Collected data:
__________

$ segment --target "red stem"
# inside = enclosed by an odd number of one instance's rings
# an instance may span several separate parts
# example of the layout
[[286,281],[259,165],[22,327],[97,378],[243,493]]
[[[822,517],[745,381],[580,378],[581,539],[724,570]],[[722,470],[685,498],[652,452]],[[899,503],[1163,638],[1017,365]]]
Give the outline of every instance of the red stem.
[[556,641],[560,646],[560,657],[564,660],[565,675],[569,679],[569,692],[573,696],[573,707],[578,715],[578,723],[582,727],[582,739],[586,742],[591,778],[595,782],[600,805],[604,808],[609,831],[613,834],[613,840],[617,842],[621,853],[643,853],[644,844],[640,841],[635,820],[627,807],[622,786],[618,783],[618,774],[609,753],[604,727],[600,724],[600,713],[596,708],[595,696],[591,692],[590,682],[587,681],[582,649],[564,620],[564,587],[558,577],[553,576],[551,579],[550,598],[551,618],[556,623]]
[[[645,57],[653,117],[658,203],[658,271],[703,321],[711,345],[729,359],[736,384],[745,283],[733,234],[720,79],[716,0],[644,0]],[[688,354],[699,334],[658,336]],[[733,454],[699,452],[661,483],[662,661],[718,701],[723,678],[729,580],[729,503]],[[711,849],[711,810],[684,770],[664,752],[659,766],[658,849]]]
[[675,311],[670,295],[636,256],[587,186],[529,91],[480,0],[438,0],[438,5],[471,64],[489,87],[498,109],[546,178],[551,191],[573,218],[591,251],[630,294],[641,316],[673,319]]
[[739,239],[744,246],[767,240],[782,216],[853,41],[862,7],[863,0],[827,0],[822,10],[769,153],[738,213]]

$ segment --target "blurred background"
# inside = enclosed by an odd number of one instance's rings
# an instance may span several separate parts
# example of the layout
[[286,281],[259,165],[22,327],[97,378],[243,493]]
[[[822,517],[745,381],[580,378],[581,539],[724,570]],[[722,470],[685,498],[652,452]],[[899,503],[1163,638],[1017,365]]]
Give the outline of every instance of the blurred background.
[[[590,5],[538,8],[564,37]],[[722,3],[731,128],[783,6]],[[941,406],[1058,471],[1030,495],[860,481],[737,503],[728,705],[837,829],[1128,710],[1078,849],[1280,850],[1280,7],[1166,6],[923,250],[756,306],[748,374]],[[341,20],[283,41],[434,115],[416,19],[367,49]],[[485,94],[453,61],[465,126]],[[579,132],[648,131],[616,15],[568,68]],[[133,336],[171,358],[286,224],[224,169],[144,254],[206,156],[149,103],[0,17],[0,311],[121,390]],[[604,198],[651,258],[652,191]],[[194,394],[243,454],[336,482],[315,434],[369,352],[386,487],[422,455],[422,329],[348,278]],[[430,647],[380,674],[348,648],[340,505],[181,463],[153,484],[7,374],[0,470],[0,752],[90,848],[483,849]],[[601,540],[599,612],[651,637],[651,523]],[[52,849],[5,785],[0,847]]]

__________

- [Task]:
Copy every record exactly.

- [Reply]:
$ segment --target "red stem"
# inside = enclosed by an odd number of one instance's rings
# an instance may span several separate parts
# example of the layout
[[286,281],[259,165],[22,327],[97,378],[243,493]]
[[[822,517],[745,381],[580,378],[581,539],[724,570]],[[722,470],[685,498],[652,452]],[[899,503],[1163,638],[1017,365]]]
Give the outline of every instance of the red stem.
[[556,641],[560,646],[560,657],[564,660],[565,675],[569,679],[569,692],[573,696],[573,707],[578,715],[578,723],[582,727],[582,739],[586,742],[591,778],[595,782],[600,805],[604,808],[609,831],[613,834],[613,840],[617,842],[621,853],[643,853],[644,844],[640,841],[635,820],[627,807],[622,786],[618,783],[618,774],[609,753],[604,727],[600,724],[600,713],[596,708],[595,696],[591,692],[590,682],[587,681],[582,649],[564,620],[564,587],[558,577],[553,576],[551,579],[550,598],[551,618],[556,623]]
[[[645,57],[653,117],[658,203],[658,271],[703,321],[711,345],[729,359],[736,384],[745,283],[733,234],[720,79],[716,0],[644,0]],[[688,354],[699,334],[658,336]],[[733,454],[699,452],[661,483],[662,661],[718,701],[723,678],[729,580],[729,503]],[[711,849],[711,810],[684,770],[664,752],[659,766],[658,849]]]
[[675,311],[670,295],[636,256],[587,186],[529,91],[480,0],[438,0],[438,5],[471,64],[489,87],[498,109],[546,178],[551,191],[573,218],[591,251],[630,294],[641,316],[673,319]]
[[739,239],[744,246],[767,240],[782,216],[853,41],[862,7],[863,0],[827,0],[822,10],[769,153],[738,213]]

$ segment --target "blurred background"
# inside = enclosed by an odd number of one instance's rings
# an instance may span several separate parts
# example of the layout
[[286,281],[259,165],[22,327],[97,378],[243,493]]
[[[822,517],[745,381],[580,378],[581,539],[724,570]],[[722,470],[685,498],[652,452]],[[899,503],[1163,638],[1017,365]]]
Give the outline of every instance of the blurred background.
[[[590,5],[538,8],[564,37]],[[722,3],[731,128],[783,6]],[[941,406],[1058,471],[1030,495],[860,481],[737,503],[728,705],[837,829],[1128,710],[1078,849],[1280,850],[1280,7],[1166,6],[923,250],[756,306],[748,374]],[[341,20],[283,41],[434,115],[416,19],[367,49]],[[485,94],[453,61],[465,126]],[[579,132],[648,131],[616,15],[568,68]],[[133,336],[171,358],[286,224],[224,169],[144,254],[206,156],[149,103],[0,17],[0,311],[121,390]],[[604,198],[651,258],[652,191]],[[194,394],[243,454],[336,482],[315,434],[369,352],[386,487],[422,455],[422,329],[348,278]],[[430,647],[380,674],[348,648],[340,505],[181,463],[153,484],[7,374],[0,470],[0,752],[90,848],[483,849]],[[601,540],[599,612],[651,637],[651,523]],[[52,849],[5,785],[0,847]]]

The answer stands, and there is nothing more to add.